TASK INSTRUCTIONS: Reproduce the entries below word for word, omitting the pictures.

THE DATA start

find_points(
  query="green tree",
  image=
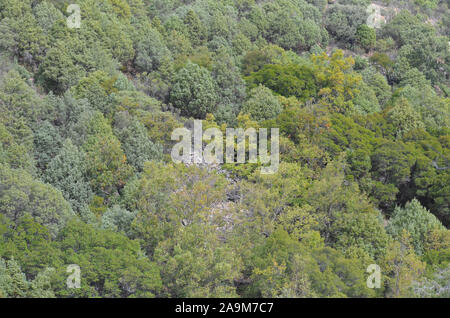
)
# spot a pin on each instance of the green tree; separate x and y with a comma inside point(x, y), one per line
point(262, 104)
point(194, 91)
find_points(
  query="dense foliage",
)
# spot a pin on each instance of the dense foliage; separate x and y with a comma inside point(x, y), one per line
point(86, 176)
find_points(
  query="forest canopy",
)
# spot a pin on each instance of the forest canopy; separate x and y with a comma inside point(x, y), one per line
point(86, 175)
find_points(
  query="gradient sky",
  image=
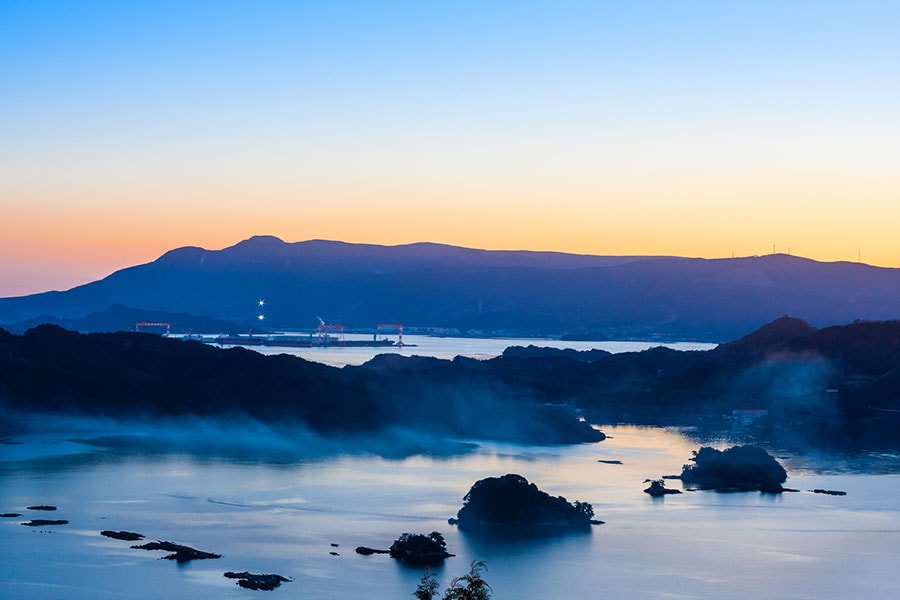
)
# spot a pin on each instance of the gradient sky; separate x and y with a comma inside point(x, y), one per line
point(696, 128)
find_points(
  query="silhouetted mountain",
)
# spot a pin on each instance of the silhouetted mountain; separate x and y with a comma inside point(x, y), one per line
point(123, 318)
point(432, 285)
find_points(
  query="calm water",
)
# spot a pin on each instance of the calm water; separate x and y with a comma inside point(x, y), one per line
point(275, 501)
point(280, 511)
point(448, 348)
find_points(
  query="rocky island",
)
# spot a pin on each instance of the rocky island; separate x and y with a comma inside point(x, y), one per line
point(739, 468)
point(510, 505)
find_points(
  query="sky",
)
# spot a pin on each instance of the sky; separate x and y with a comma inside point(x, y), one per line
point(691, 128)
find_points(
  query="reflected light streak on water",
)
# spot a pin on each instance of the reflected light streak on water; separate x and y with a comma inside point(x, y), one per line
point(283, 518)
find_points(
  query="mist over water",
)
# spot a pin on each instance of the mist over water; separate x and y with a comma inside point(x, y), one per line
point(274, 501)
point(274, 498)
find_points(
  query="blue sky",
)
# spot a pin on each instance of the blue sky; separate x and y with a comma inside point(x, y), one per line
point(691, 128)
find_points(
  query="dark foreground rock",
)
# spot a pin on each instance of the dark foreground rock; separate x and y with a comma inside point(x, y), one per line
point(179, 553)
point(737, 469)
point(509, 505)
point(128, 536)
point(45, 522)
point(658, 488)
point(420, 549)
point(253, 581)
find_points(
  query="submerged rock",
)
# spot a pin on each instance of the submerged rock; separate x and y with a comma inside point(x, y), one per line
point(658, 488)
point(179, 553)
point(366, 551)
point(128, 536)
point(253, 581)
point(829, 492)
point(509, 505)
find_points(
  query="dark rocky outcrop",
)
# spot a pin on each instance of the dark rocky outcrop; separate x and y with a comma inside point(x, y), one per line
point(739, 468)
point(254, 581)
point(179, 553)
point(510, 505)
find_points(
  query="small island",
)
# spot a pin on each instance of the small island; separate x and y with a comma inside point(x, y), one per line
point(420, 549)
point(658, 488)
point(510, 505)
point(739, 468)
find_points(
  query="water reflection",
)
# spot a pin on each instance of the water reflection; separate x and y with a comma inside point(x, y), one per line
point(267, 515)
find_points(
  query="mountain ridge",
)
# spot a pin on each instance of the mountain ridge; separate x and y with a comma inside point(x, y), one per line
point(465, 290)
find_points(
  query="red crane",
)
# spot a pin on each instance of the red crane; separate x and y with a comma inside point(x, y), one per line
point(397, 326)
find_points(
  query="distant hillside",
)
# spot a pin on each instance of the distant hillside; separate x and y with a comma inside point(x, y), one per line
point(500, 292)
point(832, 383)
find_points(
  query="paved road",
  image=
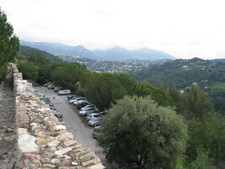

THE DATA end

WORKED SOLUTION:
find_points(
  query="green tree",
  image=
)
# spot a pin on each instance of the green tree; separate x and y with a comma inside point(x, y), one per line
point(262, 104)
point(194, 91)
find_points(
  query="dense foliage",
)
# spot a pin on each instance of the dense foliage; separate x and y with a comma inside point(x, y), one per line
point(86, 176)
find_points(
  query="forest canopy",
)
# spot a pin on each instance of the forest canopy; separate x and y with a comma inside point(x, y), one per line
point(86, 175)
find_points(
  query="gradient sky",
  image=
)
# spot a pin on each instance of the gradient sky; separate x and y with a comma inside point(x, y), one per line
point(696, 128)
find_points(
  query="silhouetted mountain",
)
# spot a pin on each instance of the silhouetted mountain; separate x and y with a comma inside point(x, y), one per line
point(123, 318)
point(432, 285)
find_points(
  query="calm water",
)
# spot a pin on each instance of the calm water; separate x and y with a comma inside point(x, y), one per line
point(275, 501)
point(280, 511)
point(448, 348)
find_points(
  query="rocky island",
)
# spot a pin on each instance of the rocky island; separate x and y with a comma inside point(x, y), one per line
point(739, 468)
point(510, 505)
find_points(
  query="sky",
)
# spot a pin on each instance of the sky; separate x and y with a comma inside point(x, y), one per line
point(691, 128)
find_points(
  query="reflected light streak on water",
)
# spot a pin on each instance of the reflected light streak on water; separate x and y with a comma inside point(x, y), one per line
point(283, 518)
find_points(
  query="mist over water",
)
# spot a pin on each instance of the mist over water; separate x and y with a comma inside point(x, y), one per line
point(274, 501)
point(274, 498)
find_points(
  query="blue sky",
)
# spot a pin on each instance of the blue sky; separate x and y with a comma inside point(x, y), one per line
point(691, 128)
find_points(
  query="dark foreground rock",
)
# spot a pin on each instance of the dark foreground rock; separate x and y with a comma inside point(x, y), one per line
point(179, 553)
point(737, 469)
point(509, 505)
point(128, 536)
point(45, 522)
point(658, 488)
point(420, 549)
point(253, 581)
find_points(
  query="submerged rock",
)
# spot a pin on each instance of the submerged rock; separate x and y with a comma inside point(x, y), one per line
point(658, 488)
point(179, 553)
point(366, 551)
point(128, 536)
point(253, 581)
point(829, 492)
point(509, 505)
find_points(
  query="dark rocky outcrop",
)
# spot a pin on each instance of the dark rocky outcrop; separate x and y with a comma inside point(x, y), one per line
point(739, 468)
point(254, 581)
point(179, 553)
point(510, 505)
find_points(
  query="small island",
)
# spot a pin on each instance of the small island; separate x and y with a comma inside point(x, y), one per line
point(420, 549)
point(658, 488)
point(510, 505)
point(739, 468)
find_points(
  query="water reflection",
)
# spot a pin on each instance of the water reflection; separate x and y with a comma inside point(x, y), one per line
point(267, 515)
find_points(
  query="mountain ridge",
)
# spot a pin on each instance of the mountain ridge; separate x and y with a comma inside point(x, y), one per line
point(465, 290)
find_points(
  query="red crane",
)
# spot a pin on each instance of the red crane; separate x and y with a comma inside point(x, y), one per line
point(397, 326)
find_points(
  query="distant hillside",
)
# spot a pin on each instance of the distant hillside; separate x and y with a comma inside point(x, y), one per line
point(500, 292)
point(832, 383)
find_points(
  query="paved road",
  image=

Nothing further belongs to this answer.